L’Unicef préconise une éducation précoce et répétée au cours des années, un « processus suivi », informant les enfants dès un très jeune âge des modes de transmission de la maladie, ces informations répétées étant progressivement assimilées. Elle insiste aussi auprès des responsables politiques sur les mesures à prendre pour éviter la transmission de la maladie aux enfants. Le risque de transmission de la mère à l’enfant semble mieux compris, avec les mesures à prendre par les femmes enceintes séropositives.

Il existe une relation alarmante et claire, entre l’exploitation sexuelle des enfants et la propagation du Sida. Un million d’enfants, chaque année, seraient entraînés dans le commerce du sexe et, de ce fait, particulièrement exposés : il y a cinq à six fois plus d’adolescentes infectées que d’adolescents. Ces faits exigent une éducation des jeunes et de la société, mais aussi des efforts pour supprimer ce commerce organisé et réduire la demande des partenaires.

▸ **DONNÉES PRÉSENTÉES**

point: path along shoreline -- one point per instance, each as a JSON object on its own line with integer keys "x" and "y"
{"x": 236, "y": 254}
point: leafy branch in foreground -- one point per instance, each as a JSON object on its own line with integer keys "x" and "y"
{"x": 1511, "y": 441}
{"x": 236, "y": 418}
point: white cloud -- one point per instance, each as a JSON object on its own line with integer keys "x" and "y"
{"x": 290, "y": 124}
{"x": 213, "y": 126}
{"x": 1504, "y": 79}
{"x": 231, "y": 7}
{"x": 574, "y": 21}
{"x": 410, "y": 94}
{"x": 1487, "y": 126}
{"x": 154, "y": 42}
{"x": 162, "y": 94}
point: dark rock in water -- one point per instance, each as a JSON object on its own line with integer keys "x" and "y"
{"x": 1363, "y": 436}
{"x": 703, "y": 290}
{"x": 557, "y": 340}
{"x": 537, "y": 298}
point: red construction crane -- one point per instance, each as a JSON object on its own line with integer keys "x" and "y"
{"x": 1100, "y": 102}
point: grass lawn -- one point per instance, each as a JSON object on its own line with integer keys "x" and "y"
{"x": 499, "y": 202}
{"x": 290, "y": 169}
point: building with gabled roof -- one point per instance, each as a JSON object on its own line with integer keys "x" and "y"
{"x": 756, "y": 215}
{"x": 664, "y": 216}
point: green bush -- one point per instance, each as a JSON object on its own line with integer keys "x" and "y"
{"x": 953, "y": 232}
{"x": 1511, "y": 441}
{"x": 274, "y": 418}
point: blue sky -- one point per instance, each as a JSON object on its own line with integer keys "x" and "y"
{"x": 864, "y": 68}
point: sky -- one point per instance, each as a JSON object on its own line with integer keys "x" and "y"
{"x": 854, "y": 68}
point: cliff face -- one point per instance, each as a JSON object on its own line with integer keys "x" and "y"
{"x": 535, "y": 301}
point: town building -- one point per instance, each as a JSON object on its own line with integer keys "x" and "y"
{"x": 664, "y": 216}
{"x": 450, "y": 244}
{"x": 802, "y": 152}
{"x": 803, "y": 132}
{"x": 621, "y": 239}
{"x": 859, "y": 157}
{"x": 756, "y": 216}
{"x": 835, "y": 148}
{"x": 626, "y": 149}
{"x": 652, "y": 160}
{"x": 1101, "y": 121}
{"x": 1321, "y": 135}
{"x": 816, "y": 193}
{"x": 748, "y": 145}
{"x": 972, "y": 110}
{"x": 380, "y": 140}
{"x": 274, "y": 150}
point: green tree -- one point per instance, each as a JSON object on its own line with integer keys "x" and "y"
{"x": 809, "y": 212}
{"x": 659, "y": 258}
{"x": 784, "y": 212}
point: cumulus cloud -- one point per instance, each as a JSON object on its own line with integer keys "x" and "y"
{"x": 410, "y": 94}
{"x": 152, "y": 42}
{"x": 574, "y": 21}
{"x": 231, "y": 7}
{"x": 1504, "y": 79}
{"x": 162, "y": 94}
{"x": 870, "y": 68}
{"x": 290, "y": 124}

▸ **TRAVAIL DEMANDÉ**
Selon le texte fourni, combien d’enfants seraient entraînés chaque année dans le commerce du sexe ?

▸ **RÉSULTAT DE L’EXERCICE**
Un million d’enfants par an.